== Exercise passage
Ōmagari Station (大曲駅, Ōmagari-eki) is a junction railway station in the city of Daisen, Akita Prefecture, Japan, operated by East Japan Railway Company (JR East).

==Lines==
Ōmagari Station is served by the Ōu Main Line, Tazawako Line and Akita Shinkansen. It is located 240.7 km from the terminus of the Ōu Main Line at Fukushima Station and is 75.6 kilometers from the intermediate terminus of the Akita Shinkansen at Morioka Station. The station is also a terminal station for the Tazawako Line, and is 76.6 kilometers from the opposing terminal at Morioka Station.

==Station layout==
Ōmagari Station has a side platform, island platform and bay platform serving a total of five tracks. Platforms 1 and 2 are for the Ōu Main Line, while trains using platforms 3, 11, and 12 reverse into and out of the station. The platforms are connected by a footbridge and the station has a Midori no Madoguchi staffed ticket office.

===Platforms===

| 1 | ■ Ōu Main Line | for Akita |
| 2 | ■ Ōu Main Line | for Yokote and Yuzawa |
| 3 | ■ Tazawako Line | for Kakunodate and Tazawako |
| 11 | ■ Akita Shinkansen | for Morioka, Sendai and Tokyo |
| 12 | ■ Akita Shinkansen | for Akita |

==History==
Ōmagari Station was opened on December 21, 1904 on the Japanese Government Railways (JGR) Ōu Main Line, serving the town of Ōmagari, Akita. The predecessor of the Tozawako Line, the Obonai keiben-sen, began operations from July 30, 1921, and was nationalized the following year. The JGR became the Japan National Railways (JNR) after World War II. The station was absorbed into the JR East network upon the privatization of the JNR on April 1, 1987. The Akita Shinkansen began operations from March 22, 1997 and a new station building was inaugurated on July 20 of the same year.

==Passenger statistics==
In fiscal 2018, the station was used by an average of 2043 passengers daily (boarding passengers only).
====
== Data extract
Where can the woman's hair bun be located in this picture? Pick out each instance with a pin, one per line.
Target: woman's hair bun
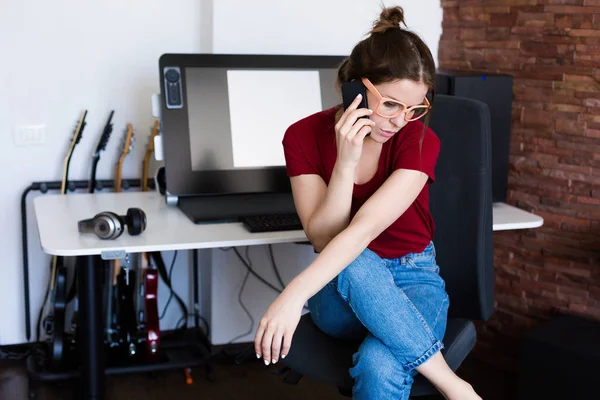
(390, 18)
====
Problem statement ->
Update the part of the Ōmagari Station text that starts with "Ōmagari Station (大曲駅, Ōmagari-eki)" and goes on through "terminal at Morioka Station.", putting "km" wherever "kilometers" appears.

Written response ->
Ōmagari Station (大曲駅, Ōmagari-eki) is a junction railway station in the city of Daisen, Akita Prefecture, Japan, operated by East Japan Railway Company (JR East).

==Lines==
Ōmagari Station is served by the Ōu Main Line, Tazawako Line and Akita Shinkansen. It is located 240.7 km from the terminus of the Ōu Main Line at Fukushima Station and is 75.6 km from the intermediate terminus of the Akita Shinkansen at Morioka Station. The station is also a terminal station for the Tazawako Line, and is 76.6 km from the opposing terminal at Morioka Station.